Please render the part of the records below that runs from the line containing "Query: mowed grass stripe" through the end of the records as a Markdown table with columns "Row" and "Content". Include both ends, number each line in the Row column, and leave out blank lines.

----

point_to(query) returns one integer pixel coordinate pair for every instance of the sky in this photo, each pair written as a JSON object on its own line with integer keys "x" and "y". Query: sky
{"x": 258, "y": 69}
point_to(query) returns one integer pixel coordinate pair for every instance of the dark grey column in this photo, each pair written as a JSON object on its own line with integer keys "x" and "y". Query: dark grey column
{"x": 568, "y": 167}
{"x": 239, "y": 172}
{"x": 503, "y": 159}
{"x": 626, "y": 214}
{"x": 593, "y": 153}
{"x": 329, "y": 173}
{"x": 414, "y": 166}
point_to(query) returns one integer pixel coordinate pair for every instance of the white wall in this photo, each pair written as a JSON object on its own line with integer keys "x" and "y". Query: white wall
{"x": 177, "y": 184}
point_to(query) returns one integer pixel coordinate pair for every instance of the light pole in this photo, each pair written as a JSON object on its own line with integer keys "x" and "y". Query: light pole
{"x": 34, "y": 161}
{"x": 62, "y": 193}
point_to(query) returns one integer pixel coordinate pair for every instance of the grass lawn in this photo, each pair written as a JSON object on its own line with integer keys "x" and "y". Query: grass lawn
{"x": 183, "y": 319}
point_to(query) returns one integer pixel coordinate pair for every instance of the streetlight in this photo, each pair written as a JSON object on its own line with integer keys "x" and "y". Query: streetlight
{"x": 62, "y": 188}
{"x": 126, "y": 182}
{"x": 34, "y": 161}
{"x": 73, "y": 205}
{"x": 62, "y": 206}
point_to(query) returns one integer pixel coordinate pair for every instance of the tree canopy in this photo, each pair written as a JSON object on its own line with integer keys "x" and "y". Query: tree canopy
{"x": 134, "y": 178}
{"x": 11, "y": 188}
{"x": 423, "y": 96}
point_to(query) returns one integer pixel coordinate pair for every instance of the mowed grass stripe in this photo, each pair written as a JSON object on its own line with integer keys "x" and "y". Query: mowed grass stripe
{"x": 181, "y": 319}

----

■ **REPLY**
| Row | Content |
|---|---|
| 1 | point_to(query) returns one integer pixel coordinate pair for every instance of the mowed grass stripe in this photo, each pair written as a JSON object on its own line with integer keys "x" and "y". Query: mowed grass stripe |
| 2 | {"x": 181, "y": 319} |